*EJERCICIO 1*.
Según la nota sobre el negocio del tango en Buenos Aires, ¿hasta qué fecha se extenderá el III Campeonato Metropolitano de Tango Salón?

*FRAGMENTO PROPORCIONADO*.

-- -- --

Buenos Aires es un polo que recibe el 20 por ciento de la «torta tanguera mundial», que mueve 400 millones de dólares al año
- Certámenes como el Metropolitano, que comenzó el jueves, convocan a miles de bailarines locales y extranjeros
- Milongueros tradicionales y los que viven del turismo .
Cuatro de cada diez turistas mencionan el tango como razón para viajar a Buenos Aires, que antes era sólo un lugar de paso.» La contundente frase pertenece a Gustavo López, secretario de Cultura porteño.
Según el funcionario, este baile popular genera dividendos en la gastronomía, la moda y el transporte, además de otras actividades. Un negocio que mueve cada año 80 millones de dólares en la Argentina y 400 millones de dólares en todo el mundo.
La mención viene a cuenta porque el jueves comenzó el III Campeonato Metropolitano de Tango Salón, que se extenderá hasta el 5 de junio en 38 milongas porteñas, con 3000 pesos como premio. Y la pareja ganadora de las 800 estimadas para este año (en 2004 fueron 600) se clasificará para la final del III Mundial de Baile de Tango 2005, en agosto. «Del último festival participaron 150.000 personas. Es curioso, en las zonas donde se realizan los festivales, las casas de música incrementan la venta de música de tango en un 50 por ciento», describe.
Elvis Arsic, 35 años, chef francés que llegó desde Mont Pellier, sigue con la mirada a los bailarines. «Todo incluido, pienso gastar 1500 euros en este viaje. Llegué el 21 de abril y me voy el 12 de mayo. Me llevo ropa y zapatos de tango; voy todas las noches a una milonga diferente.»
«No puedo explicar con palabras lo que siento al bailar, pero sin dudas es único y maravilloso. Siento algo aquí», cuenta Janet Fender, 27 años, de Nueva York, mientras se aprieta el pecho.
Sacando viruta
Rubén Gómez, 32 años, economista, vio a Janet cuando ella entró en el salón. Dio unas vueltas y se tomó algo hasta que sonó la banda de la orquesta de Aníbal Troilo. Su novia cree que él está en un seminario. Según sus propias estadísticas, nadie se niega con una tanda de tangos de «El Gordo». El sabe que está por romper un código de la milonga, que impide hacer el ridículo en el ambiente: el cabeceo. Se acerca a la mesa de la rubia y, nervioso, pregunta: «Do you dance?».
Llega el abrazo tanguero; Janet cierra los ojos y se deja llevar. Valió la pena recorrer miles de kilómetros para esos tres minutos de viaje interior inexplicable.

-- -- --

*Registros almacenados*.
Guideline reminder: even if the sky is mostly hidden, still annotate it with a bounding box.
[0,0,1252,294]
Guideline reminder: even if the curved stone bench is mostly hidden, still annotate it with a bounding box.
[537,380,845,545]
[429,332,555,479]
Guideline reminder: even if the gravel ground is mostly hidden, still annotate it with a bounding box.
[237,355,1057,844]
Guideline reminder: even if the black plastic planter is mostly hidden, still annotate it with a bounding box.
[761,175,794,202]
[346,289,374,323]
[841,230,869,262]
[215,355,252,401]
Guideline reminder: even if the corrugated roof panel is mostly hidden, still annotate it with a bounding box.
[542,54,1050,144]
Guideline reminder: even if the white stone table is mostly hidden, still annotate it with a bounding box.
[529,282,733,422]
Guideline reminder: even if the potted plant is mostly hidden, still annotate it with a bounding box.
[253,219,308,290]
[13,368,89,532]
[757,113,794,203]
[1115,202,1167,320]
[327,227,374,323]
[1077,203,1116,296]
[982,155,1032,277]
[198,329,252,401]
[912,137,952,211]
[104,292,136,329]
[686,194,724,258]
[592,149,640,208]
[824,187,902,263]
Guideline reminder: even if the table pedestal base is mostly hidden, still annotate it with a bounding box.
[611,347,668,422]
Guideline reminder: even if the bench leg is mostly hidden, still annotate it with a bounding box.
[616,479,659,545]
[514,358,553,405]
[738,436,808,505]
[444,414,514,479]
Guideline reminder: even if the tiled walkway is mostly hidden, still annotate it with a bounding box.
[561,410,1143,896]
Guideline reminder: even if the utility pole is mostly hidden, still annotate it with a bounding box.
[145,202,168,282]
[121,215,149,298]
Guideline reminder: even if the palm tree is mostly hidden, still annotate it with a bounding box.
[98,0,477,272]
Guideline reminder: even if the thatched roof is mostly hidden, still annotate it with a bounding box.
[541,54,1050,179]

-- -- --

*EJERCICIO 2*.
Transcribe sin ningún cambio el tramo de los registros que comienza en la línea que contiene "Guideline reminder: even if the white" y termina en la línea que contiene "[529,282,733,422]", ambas incluidas.

*RESPUESTA DEL EJERCICIO 1*.
Hasta el 5 de junio.

*RESPUESTA DEL EJERCICIO 2*.
Guideline reminder: even if the white stone table is mostly hidden, still annotate it with a bounding box.
[529,282,733,422]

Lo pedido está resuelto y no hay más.